- [Provided passage]
*** Block opens ***

Thankfully, the Sublime appears so real that it might not have even registered as virtual for viewers. We’ve gotten to see the Sublime a few times throughout Westworld‘s run. When Akecheta (Zahn McClarnon), the rest of Ghost Nation, and several stragglers head into The Sublime in season 2, it just looks like the rest of Westworld pretty much. Then, in seasons 3 and 4, Bernard spends some time in a version of the Sublime that looks like any other office room or laboratory behind the scenes at Westworld. Essentially, the Sublime can appear how ever one wants it to appear, which is kind of the whole point.
Why then even bother with a whole season set in robot heaven if you’re not going to make it as trippy and psychedelic as that concept sounds? Well perhaps Joy and Nolan were preparing to dig even deeper into the concept of the loss of the tangible world than any of us realized. In a post season 4 finale interview with The Hollywood Reporter, Joy had a fascinating response to interviewer Abbey White’s observation that the episode felt like a series finale. Joy said, in part:
“This is very personal. I think it’s because of COVID that I’m going to answer this more honestly than I maybe should, and more personally. I’ve always had this fantasy of humans not having to be humans, of being able to just be an orb of light. If we could all be orbs of lights and you could shine different colors and resonate, or sounds like beautiful notes, and you can make a sound together. So much about our physical forms, about the weight of society and its gaze upon us — we inherit a lot of things from the outside world that are impossible to shake off and that sometimes make connection difficult. That sometimes I think is even knowing oneself. You have to strip down beneath all of that and really hold on.”

*** Block closes ***

- [Exercise 1] Name every person or character mentioned by name in the Westworld passage.
- [Exercise 2] Write a continuation of the Westworld passage that begins right after its final sentence.

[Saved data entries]
*** Block opens ***

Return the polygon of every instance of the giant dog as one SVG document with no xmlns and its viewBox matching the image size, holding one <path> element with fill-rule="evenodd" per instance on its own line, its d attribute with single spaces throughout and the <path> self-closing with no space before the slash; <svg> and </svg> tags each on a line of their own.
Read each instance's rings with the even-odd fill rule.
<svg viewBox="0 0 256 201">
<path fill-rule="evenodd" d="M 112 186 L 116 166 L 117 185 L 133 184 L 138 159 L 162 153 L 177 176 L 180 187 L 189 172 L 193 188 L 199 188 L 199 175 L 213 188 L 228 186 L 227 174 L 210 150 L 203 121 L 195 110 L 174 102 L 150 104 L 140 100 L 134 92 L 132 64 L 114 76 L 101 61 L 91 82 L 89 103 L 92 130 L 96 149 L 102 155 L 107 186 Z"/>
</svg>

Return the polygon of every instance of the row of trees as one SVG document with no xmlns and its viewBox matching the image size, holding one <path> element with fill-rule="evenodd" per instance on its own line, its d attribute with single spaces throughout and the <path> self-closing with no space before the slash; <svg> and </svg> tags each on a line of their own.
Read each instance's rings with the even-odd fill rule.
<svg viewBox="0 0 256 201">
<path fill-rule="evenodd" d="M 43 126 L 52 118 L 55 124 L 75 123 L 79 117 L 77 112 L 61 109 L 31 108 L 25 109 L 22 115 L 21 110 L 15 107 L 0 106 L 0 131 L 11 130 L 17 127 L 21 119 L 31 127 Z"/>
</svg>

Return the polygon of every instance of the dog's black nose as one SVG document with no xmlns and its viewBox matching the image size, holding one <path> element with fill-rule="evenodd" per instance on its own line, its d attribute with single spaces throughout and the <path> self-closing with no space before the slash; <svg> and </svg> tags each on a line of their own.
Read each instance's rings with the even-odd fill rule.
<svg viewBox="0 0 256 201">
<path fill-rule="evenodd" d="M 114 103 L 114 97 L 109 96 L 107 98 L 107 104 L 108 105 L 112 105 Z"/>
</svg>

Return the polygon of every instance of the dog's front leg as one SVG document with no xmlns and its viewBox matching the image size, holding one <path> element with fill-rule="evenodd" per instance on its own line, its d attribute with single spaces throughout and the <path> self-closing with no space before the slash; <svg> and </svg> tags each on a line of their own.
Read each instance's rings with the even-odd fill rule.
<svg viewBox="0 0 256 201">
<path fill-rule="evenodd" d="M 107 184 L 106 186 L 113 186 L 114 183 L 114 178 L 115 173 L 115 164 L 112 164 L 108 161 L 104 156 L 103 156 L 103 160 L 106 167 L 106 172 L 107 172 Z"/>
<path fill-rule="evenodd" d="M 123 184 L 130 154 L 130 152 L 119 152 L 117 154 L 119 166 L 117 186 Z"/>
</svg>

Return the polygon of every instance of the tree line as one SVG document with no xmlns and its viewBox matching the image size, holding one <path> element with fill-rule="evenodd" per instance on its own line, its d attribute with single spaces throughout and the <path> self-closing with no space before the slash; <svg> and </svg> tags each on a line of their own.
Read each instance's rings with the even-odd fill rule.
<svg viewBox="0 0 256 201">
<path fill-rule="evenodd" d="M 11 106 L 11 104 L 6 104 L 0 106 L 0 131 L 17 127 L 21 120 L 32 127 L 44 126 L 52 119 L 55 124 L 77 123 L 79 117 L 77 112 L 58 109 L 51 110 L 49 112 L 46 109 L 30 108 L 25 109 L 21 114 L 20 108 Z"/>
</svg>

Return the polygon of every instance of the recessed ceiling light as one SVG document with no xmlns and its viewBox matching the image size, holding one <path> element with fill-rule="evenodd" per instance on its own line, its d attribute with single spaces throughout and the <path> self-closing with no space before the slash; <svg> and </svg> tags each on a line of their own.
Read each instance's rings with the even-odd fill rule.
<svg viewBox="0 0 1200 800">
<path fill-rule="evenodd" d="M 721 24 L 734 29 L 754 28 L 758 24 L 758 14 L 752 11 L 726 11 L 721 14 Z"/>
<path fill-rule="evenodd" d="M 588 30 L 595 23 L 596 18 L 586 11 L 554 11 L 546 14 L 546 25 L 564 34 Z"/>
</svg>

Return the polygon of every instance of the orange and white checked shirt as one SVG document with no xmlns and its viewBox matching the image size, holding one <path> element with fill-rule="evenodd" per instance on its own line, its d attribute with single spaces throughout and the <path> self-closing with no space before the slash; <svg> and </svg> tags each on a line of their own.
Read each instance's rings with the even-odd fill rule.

*** Block closes ***

- [Response 1] Akecheta, Zahn McClarnon, Bernard, Joy, Nolan, Abbey White

- [Response 2]
While Joy says she is answering this “more honestly than (she) should,” I don’t take it to mean that she’s literally revealing the plot of Westworld season 5 and that there would be no actual actors, just balls of light floating around serenely in an empty space. I do, however, intuit that they were ready to go to some pretty extreme places in season 5.
Time and time again, both humanity and its robot children on Westworld were bogged down by their own human-ness. You can reach for a utopian sci-fi future all you want, but at the end of the day you still have the same ugly form as your primitive ancestors. The concept of humanity itself being intrinsically limiting for our larger aspirations was always a theme on Westworld. So is the notion that we should embrace those limitations rather than attempt to overcome them unnaturally.
Joy discusses that concept more in that same interview, saying “Look, we are all human. We have mortality to deal with. The thing that is beautiful is, within those limitations and within the foibles of human nature, there’s beauty to be found.”
There was beauty to be found for humans and hosts out in the “real” world but there was death as well. By the end of season 4, humanity’s time had run out and the only hope for its offspring lay in an artificial world. Reading between the lines of Joy’s responses, it seems as though she believes that artificial world gave Westworld the opportunity to do something for the first time in its entire run: find some answers
For now we’ll just have to wait for a movie to see how things go in robot heaven.